Stimmen die folgenden Aussagen mit dem Text zum Ärztemangel überein? Antworte jeweils mit Ja oder Nein und zitiere die entscheidenden Worte aus dem Text. (a) Derzeit sind zwei Kinderarztsitze unbesetzt. (b) Nach der Bedarfsplanung der KVBW besteht im Kreis formal eine kinderärztliche Überversorgung. (c) Die KVBW sieht in der Bedarfsplanung ein genaues Abbild der Versorgungslage vor Ort.

_Text:_

= = = = = = =

Ärztemangel: Landrat Roland Bernhard schlägt Alarm
In einem Positionspapier macht der Landkreis die Notwendigkeit einer Ambulanz deutlich: „Eine Institutsambulanz würde nicht nur die ambulante Versorgung entlasten, sondern auch eine bessere Nachsorge, Diagnostik und Versorgung komplexer Fälle ermöglichen.“ Zur Versorgungslage heißt es weiter: „Derzeit sind zweieinhalb Kinderarztsitze vakant. Da in den nächsten Jahren elf Kinderärzte voraussichtlich ihre Praxis schließen werden, ist die Lage besorgniserregend.“ Bereits jetzt heiße das, dass Familien lange warten und auf Bereitschaftsdienst und Notaufnahmen ausweichen müssten. Deshalb sagt auch Landrat Roland Bernhard: „Die Not ist groß, auch weil es eine Unwucht im Kreis gibt. Eine Institutsambulanz könnte Abhilfe schaffen.“
Die Bedarfsplanung der Kassenärztlichen Vereinigung (KVBW) jedenfalls spricht nicht von einer Unterversorgung. Auf den ganzen Kreis gerechnet gibt es mit einem Wert von 101,4 Prozent formal sogar eine kinderärztliche Überversorgung. Es drohe auch keine Unterversorgung, so der KVBW. Dennoch räumt die KVBW auf Anfrage ein: „Die Bedarfsplanung hat nur einen begrenzten Aussagewert über die reale oder real empfundene Versorgungssituation vor Ort.“ Sie diene für den Gesetzgeber dazu, die Zahl der ambulant arbeitenden Ärztinnen und Ärzte aus Kostengründen zu begrenzen, so die KVBW weiter.

= = = = = = =

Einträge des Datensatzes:
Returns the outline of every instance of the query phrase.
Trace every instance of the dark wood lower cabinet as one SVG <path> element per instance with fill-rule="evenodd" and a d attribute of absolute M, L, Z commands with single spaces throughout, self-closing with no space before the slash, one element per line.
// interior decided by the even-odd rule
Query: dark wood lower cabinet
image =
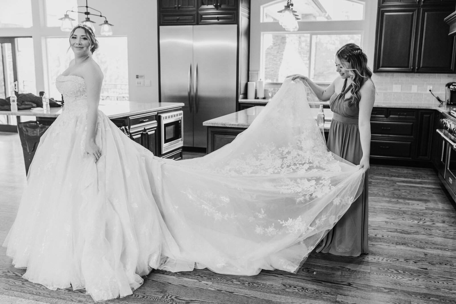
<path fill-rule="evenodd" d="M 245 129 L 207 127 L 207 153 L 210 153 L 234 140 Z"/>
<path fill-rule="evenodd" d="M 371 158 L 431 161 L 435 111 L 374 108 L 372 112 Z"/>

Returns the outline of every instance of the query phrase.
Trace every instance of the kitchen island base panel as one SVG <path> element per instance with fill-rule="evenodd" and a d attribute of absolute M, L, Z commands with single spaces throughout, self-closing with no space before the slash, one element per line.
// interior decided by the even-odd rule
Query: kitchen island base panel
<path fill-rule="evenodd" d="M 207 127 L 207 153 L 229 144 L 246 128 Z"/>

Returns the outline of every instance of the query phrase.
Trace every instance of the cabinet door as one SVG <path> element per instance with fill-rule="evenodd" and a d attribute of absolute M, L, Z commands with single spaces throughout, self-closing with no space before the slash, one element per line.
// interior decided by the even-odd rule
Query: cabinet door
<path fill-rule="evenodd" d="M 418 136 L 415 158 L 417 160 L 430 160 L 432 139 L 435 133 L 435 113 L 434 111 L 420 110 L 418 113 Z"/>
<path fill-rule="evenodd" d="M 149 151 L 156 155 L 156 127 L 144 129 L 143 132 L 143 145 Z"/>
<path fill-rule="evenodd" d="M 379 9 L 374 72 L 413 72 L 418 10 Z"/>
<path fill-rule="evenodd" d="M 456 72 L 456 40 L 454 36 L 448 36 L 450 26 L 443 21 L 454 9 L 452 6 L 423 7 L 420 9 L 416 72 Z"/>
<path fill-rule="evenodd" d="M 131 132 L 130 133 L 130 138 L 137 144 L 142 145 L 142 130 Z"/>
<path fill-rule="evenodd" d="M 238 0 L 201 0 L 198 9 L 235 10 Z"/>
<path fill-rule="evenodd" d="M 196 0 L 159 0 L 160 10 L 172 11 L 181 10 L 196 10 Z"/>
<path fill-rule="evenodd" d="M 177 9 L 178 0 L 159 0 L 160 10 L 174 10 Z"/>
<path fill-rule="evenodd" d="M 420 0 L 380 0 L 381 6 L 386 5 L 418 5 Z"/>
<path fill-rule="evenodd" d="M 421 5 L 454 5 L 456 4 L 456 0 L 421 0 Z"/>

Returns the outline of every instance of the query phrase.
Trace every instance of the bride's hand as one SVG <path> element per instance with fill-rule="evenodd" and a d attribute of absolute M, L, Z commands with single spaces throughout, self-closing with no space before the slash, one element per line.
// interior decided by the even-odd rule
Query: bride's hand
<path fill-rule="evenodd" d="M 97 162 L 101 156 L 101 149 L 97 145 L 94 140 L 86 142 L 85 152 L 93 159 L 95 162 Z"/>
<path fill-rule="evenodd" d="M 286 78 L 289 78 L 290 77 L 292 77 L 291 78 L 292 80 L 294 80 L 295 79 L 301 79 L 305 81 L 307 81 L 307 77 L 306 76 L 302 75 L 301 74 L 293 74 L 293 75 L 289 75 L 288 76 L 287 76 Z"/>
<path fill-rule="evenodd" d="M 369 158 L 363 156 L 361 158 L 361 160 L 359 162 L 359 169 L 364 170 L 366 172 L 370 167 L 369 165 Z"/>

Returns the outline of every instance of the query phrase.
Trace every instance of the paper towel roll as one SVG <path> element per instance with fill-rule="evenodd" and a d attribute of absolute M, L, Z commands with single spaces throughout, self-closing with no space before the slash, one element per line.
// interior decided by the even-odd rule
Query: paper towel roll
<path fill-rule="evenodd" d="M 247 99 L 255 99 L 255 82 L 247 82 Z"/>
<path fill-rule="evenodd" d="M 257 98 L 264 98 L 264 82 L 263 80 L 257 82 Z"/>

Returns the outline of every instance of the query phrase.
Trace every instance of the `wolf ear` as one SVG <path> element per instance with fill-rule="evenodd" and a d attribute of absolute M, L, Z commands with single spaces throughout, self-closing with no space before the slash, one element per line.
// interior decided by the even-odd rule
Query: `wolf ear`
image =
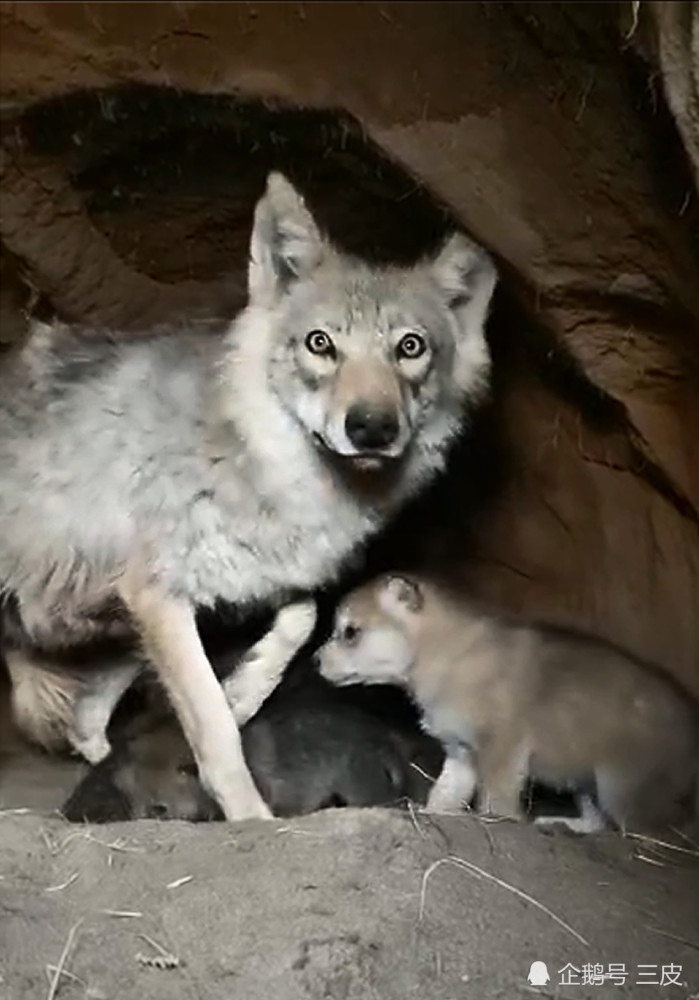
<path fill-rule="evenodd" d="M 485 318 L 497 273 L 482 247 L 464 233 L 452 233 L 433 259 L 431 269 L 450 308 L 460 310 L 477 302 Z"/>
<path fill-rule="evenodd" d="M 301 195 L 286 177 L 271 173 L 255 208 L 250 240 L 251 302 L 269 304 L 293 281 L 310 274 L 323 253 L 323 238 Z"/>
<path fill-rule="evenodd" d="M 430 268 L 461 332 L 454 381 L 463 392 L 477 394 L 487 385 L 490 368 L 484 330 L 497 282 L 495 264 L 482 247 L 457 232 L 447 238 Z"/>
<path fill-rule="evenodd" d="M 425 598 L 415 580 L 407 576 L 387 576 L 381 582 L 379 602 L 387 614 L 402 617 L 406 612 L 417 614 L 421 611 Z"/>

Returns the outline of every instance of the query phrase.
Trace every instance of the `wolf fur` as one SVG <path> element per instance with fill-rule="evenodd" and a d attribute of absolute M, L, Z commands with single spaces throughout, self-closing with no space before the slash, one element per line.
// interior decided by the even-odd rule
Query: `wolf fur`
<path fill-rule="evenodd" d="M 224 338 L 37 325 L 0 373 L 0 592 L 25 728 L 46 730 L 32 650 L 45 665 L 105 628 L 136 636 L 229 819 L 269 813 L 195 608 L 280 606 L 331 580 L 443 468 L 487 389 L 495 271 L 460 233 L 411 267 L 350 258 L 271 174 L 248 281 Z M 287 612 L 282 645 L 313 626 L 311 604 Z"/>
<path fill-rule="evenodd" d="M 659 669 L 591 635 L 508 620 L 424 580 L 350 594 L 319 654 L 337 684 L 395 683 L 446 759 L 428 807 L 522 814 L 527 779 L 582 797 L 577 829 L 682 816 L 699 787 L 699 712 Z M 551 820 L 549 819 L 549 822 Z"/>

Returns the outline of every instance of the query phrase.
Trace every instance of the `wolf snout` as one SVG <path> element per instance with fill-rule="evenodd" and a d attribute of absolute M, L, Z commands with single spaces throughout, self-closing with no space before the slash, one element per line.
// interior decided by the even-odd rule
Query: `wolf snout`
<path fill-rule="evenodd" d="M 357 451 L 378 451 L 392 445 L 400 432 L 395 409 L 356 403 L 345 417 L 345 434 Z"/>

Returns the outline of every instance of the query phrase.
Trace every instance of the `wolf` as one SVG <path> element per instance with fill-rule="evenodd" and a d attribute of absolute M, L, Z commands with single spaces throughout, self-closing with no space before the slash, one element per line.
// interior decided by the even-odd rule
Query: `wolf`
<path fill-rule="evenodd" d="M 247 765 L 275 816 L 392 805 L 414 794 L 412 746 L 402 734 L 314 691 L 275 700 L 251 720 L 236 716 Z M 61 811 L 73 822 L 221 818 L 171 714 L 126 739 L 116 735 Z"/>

= = = = = = =

_Ergebnis der Aufgabe:_
(a) Nein: „Derzeit sind zweieinhalb Kinderarztsitze vakant.“
(b) Ja: „Auf den ganzen Kreis gerechnet gibt es mit einem Wert von 101,4 Prozent formal sogar eine kinderärztliche Überversorgung.“
(c) Nein: „Die Bedarfsplanung hat nur einen begrenzten Aussagewert über die reale oder real empfundene Versorgungssituation vor Ort.“